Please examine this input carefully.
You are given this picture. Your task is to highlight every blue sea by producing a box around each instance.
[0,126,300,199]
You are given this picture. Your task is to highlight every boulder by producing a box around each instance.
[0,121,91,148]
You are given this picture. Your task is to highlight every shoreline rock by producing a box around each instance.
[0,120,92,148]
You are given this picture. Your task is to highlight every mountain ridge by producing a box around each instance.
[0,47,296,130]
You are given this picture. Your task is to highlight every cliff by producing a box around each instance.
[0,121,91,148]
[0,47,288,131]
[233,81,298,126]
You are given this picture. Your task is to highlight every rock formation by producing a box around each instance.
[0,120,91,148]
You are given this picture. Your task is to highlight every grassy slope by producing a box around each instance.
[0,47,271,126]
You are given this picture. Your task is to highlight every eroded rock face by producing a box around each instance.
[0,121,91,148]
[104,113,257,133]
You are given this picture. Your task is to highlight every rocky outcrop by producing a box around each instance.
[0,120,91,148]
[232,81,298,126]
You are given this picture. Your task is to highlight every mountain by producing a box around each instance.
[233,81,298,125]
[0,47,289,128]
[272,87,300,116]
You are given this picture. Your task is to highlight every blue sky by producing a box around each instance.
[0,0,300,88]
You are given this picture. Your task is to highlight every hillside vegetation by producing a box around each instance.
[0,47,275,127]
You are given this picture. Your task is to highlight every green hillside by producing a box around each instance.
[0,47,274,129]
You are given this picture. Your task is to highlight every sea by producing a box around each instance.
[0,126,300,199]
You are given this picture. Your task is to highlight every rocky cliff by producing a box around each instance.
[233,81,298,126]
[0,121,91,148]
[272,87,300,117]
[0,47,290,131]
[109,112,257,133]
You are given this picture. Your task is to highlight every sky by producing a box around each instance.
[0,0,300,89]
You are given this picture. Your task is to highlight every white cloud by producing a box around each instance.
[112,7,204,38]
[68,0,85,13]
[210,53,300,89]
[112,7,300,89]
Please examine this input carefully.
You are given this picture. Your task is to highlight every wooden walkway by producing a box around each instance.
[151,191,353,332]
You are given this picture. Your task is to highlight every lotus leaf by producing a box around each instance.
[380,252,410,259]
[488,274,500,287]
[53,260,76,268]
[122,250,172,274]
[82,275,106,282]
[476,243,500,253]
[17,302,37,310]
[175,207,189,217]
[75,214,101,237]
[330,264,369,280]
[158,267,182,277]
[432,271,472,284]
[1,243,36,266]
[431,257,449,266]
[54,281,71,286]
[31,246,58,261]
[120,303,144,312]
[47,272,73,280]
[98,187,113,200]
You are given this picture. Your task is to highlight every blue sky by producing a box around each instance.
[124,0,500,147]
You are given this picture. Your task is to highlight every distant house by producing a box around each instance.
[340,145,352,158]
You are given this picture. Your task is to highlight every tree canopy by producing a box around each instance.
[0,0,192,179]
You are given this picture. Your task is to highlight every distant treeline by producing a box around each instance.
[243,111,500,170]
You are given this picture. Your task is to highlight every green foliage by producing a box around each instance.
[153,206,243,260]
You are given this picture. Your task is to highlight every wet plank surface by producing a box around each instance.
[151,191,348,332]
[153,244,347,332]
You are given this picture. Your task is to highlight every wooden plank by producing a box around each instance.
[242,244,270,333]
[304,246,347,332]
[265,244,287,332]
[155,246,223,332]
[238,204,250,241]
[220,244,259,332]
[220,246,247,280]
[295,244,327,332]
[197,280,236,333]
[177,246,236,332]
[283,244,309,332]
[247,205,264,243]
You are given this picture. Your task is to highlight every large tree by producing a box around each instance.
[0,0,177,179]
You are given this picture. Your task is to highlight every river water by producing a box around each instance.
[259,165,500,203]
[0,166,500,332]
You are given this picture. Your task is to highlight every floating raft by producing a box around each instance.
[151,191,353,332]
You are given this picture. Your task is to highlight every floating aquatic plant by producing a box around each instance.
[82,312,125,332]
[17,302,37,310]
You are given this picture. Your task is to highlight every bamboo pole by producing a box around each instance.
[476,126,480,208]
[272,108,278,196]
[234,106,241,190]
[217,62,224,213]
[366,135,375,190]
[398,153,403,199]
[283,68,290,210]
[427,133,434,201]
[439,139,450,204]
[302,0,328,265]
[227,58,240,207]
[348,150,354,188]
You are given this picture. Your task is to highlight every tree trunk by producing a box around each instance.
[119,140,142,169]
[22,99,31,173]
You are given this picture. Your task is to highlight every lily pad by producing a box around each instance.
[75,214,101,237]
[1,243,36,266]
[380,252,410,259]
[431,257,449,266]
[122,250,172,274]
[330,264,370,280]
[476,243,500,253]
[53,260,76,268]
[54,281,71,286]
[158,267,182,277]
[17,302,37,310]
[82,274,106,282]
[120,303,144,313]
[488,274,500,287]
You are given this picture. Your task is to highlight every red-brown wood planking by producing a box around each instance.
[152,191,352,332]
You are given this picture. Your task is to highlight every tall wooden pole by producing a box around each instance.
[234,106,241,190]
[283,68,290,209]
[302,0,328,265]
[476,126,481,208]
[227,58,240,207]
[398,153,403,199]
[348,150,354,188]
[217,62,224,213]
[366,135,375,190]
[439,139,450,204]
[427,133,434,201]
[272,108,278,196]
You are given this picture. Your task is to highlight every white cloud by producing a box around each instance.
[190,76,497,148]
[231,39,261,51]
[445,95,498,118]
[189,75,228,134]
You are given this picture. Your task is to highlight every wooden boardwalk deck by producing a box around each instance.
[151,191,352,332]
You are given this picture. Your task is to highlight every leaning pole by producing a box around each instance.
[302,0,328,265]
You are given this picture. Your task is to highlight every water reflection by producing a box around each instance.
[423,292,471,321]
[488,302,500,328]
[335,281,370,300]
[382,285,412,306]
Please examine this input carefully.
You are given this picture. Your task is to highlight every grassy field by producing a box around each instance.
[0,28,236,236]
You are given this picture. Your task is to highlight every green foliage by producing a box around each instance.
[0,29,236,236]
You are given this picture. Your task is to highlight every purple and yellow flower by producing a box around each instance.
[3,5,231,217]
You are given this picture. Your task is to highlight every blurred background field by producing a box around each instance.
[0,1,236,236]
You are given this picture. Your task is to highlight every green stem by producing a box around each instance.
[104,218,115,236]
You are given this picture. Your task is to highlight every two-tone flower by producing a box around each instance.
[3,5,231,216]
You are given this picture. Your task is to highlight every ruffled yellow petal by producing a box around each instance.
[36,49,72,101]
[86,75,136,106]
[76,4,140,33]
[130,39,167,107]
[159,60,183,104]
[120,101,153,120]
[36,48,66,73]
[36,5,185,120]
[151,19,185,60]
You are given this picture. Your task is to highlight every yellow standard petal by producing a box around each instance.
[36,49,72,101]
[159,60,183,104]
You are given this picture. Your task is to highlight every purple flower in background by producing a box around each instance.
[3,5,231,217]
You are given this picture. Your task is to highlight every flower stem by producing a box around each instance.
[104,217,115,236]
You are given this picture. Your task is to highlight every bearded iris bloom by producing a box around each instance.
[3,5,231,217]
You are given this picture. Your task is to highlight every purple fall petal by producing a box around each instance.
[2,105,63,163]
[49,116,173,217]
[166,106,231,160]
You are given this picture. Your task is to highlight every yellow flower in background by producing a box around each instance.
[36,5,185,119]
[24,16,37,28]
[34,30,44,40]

= = = =

**Set task:** Present every one of the records above as a numbered list with one line per item, leaving out any blank lines.

**Task response:**
1. Please examine this input carefully.
2. You are given this picture. Your task is to highlight every blue sea by producing a box around each instance.
3. [0,126,300,199]
4. You are given this picture. Your task is to highlight every boulder by producing a box around each instance.
5. [0,121,91,148]
6. You are given this picture. Your task is to highlight every shoreline rock by producing a box around each instance.
7. [0,120,92,148]
8. You are given this picture. Your task is to highlight every mountain ridge by producing a box around each instance.
9. [0,47,296,130]
10. You are given this picture. Your task is to highlight every cliff by producing a box around each instance.
11. [0,121,91,148]
12. [0,47,288,131]
13. [233,81,298,126]
14. You are given this picture. Your task is to highlight every rock formation by producing a box around each instance.
15. [0,120,91,148]
16. You are given this picture. Your task is to highlight every grassy slope by producing a box around each instance.
17. [0,47,271,126]
18. You are given this picture. Your task is to highlight every eroded rock face by producing a box around each instance.
19. [0,121,91,148]
20. [104,113,257,133]
21. You are given this picture. Your task is to highlight every rocky outcrop by producing a box around each instance.
22. [0,120,91,148]
23. [232,81,298,126]
24. You are given this picture. Your task is to highlight every mountain by producing a box around each instance.
25. [233,81,298,125]
26. [0,47,289,128]
27. [272,87,300,116]
28. You are given this picture. Your task is to highlight every blue sky by producing a box around each instance.
29. [0,0,300,88]
30. You are given this picture. Your task is to highlight every hillside vegetation by producing a box around each instance.
31. [0,47,275,127]
32. You are given this picture. Your task is to highlight every green hillside by producing a box around each instance.
33. [0,47,274,129]
34. You are given this picture. Your task is to highlight every sea by producing a box around each instance.
35. [0,126,300,199]
36. You are given this picture. Your task is to highlight every rocky cliff by producing a box around each instance.
37. [233,81,298,126]
38. [0,121,91,148]
39. [272,87,300,117]
40. [0,47,290,131]
41. [109,112,257,133]
42. You are given this picture. Your task is to highlight every sky by producing a box around each instance.
43. [0,0,300,89]
44. You are given this picture. Your task is to highlight every white cloud by producing a box around each instance.
45. [112,7,204,38]
46. [68,0,85,13]
47. [210,53,300,89]
48. [112,7,300,89]
49. Please examine this input carefully.
50. You are given this picture. Your task is to highlight every wooden walkway by producing a box around each instance.
51. [151,191,353,332]
52. You are given this picture. Your task is to highlight every lotus leaf by producing a box around each instance.
53. [380,252,410,259]
54. [488,274,500,287]
55. [53,260,76,268]
56. [122,250,172,274]
57. [82,275,106,282]
58. [476,243,500,253]
59. [17,302,37,310]
60. [175,207,189,217]
61. [75,214,101,237]
62. [330,264,369,280]
63. [158,267,182,277]
64. [432,271,472,284]
65. [1,243,36,266]
66. [431,257,449,266]
67. [54,281,71,286]
68. [31,246,58,261]
69. [120,303,144,312]
70. [47,272,73,280]
71. [98,187,113,200]
72. You are given this picture. Your task is to highlight every blue sky by producing a box around each instance.
73. [124,0,500,147]
74. You are given this picture. Your task is to highlight every distant house by producing a box around each instance.
75. [340,145,352,158]
76. You are given this picture. Your task is to highlight every tree canopy by producing a box around each instance.
77. [0,0,192,179]
78. You are given this picture. Your task is to highlight every distant treeline by producing a box around each instance.
79. [243,111,500,170]
80. You are given this picture. Your task is to highlight every green foliage by producing a box around each instance.
81. [153,206,243,260]
82. You are given this picture. Your task is to highlight every wet plank surface by producing a box around each instance.
83. [151,191,348,332]
84. [153,244,347,332]
85. You are given this picture. Your task is to highlight every wooden plank by producing a box around each instance.
86. [242,244,270,333]
87. [304,246,347,332]
88. [265,244,287,332]
89. [155,246,223,332]
90. [238,204,250,241]
91. [220,244,259,332]
92. [220,246,247,280]
93. [295,244,327,332]
94. [197,280,236,333]
95. [177,246,236,332]
96. [283,244,309,332]
97. [247,205,264,243]
98. You are given this picture. Your task is to highlight every large tree by producing a box around each instance.
99. [0,0,177,179]
100. You are given this picture. Your task is to highlight every river water by producing a box around each instance.
101. [259,165,500,203]
102. [0,166,500,332]
103. You are given this picture. Your task is to highlight every floating raft by producing a box around each instance.
104. [151,191,353,332]
105. You are given this picture. Your task is to highlight every floating aquatic plant by producing a box around each instance.
106. [82,312,125,332]
107. [17,302,37,310]
108. You are given this picture. Your task is to highlight every bamboo pole by producing a box around each instance.
109. [476,126,480,208]
110. [272,108,278,196]
111. [234,106,241,190]
112. [217,62,224,213]
113. [366,135,375,190]
114. [398,153,403,199]
115. [283,68,290,210]
116. [427,133,434,201]
117. [439,139,450,204]
118. [302,0,328,265]
119. [227,58,240,207]
120. [348,150,354,188]
121. You are given this picture. Your task is to highlight every tree trunk by producing a box around each instance.
122. [119,140,142,169]
123. [22,99,31,173]
124. You are given this picture. Your task is to highlight every lily pad by producing a box around each instance.
125. [75,214,101,237]
126. [1,243,36,266]
127. [380,252,410,259]
128. [431,257,449,266]
129. [122,250,172,274]
130. [330,264,370,280]
131. [476,243,500,253]
132. [53,260,76,268]
133. [54,281,71,286]
134. [158,267,182,277]
135. [17,302,37,310]
136. [82,274,106,282]
137. [120,303,144,313]
138. [488,274,500,287]
139. You are given this picture. Your task is to highlight every red-brown wood planking by producing a box around each instance.
140. [152,191,352,332]
141. You are given this picture. Your task is to highlight every tall wooden pole by producing a box around each instance.
142. [234,106,241,190]
143. [283,68,290,209]
144. [302,0,328,265]
145. [476,126,481,208]
146. [227,58,240,207]
147. [398,153,403,199]
148. [348,150,354,188]
149. [217,62,224,213]
150. [366,135,375,190]
151. [439,139,450,204]
152. [427,133,434,201]
153. [272,108,278,196]
154. You are given this picture. Your task is to highlight every white cloud by producing a box around each instance.
155. [190,76,497,148]
156. [231,39,261,51]
157. [445,95,498,118]
158. [189,75,228,134]
159. You are given this picture. Your task is to highlight every wooden boardwalk deck by producing a box around each instance.
160. [151,191,352,332]
161. You are given this picture. Your task is to highlight every leaning pole by producing a box around each instance.
162. [302,0,328,265]
163. You are given this picture. Your task is to highlight every water reflection by producing a box around each instance.
164. [423,292,471,321]
165. [488,302,500,328]
166. [335,281,370,300]
167. [382,285,412,306]
168. Please examine this input carefully.
169. You are given this picture. Your task is to highlight every grassy field by producing a box around each instance.
170. [0,28,236,236]
171. You are given this picture. Your task is to highlight every green foliage by producing a box around each instance.
172. [0,29,236,236]
173. You are given this picture. Your task is to highlight every purple and yellow flower by producing a box around each instance.
174. [3,5,231,217]
175. You are given this picture. Your task is to highlight every blurred background field by producing a box around each instance.
176. [0,1,236,236]
177. You are given this picture. Your task is to highlight every green stem by producing a box around each instance.
178. [104,218,115,236]
179. You are given this picture. Your task is to highlight every two-tone flower by producing a box around each instance.
180. [3,5,231,216]
181. You are given this picture. Your task is to highlight every ruffled yellow petal by producing a box around each instance.
182. [36,49,72,101]
183. [86,75,136,106]
184. [76,4,140,33]
185. [130,39,167,107]
186. [159,60,183,104]
187. [120,101,153,120]
188. [36,48,66,73]
189. [36,5,185,120]
190. [151,19,185,60]
191. You are given this picture. Your task is to highlight every yellow standard petal by producing a box around each instance.
192. [36,49,72,101]
193. [159,60,183,104]
194. You are given this picture. Your task is to highlight every purple flower in background by producing a box around each instance.
195. [3,5,231,217]
196. You are given this picture. Your task is to highlight every flower stem by producing a box around each instance.
197. [104,217,115,236]
198. You are given this picture. Your task is to highlight every bearded iris bloom by producing a box around each instance.
199. [3,5,231,217]
200. You are given this picture. Your task is to highlight every purple fall petal by producing a box around each instance.
201. [2,105,63,163]
202. [49,116,173,217]
203. [166,106,231,160]
204. You are given this picture. Your task is to highlight every yellow flower in background by producing a box around each instance.
205. [36,5,185,119]
206. [24,16,37,28]
207. [34,30,44,40]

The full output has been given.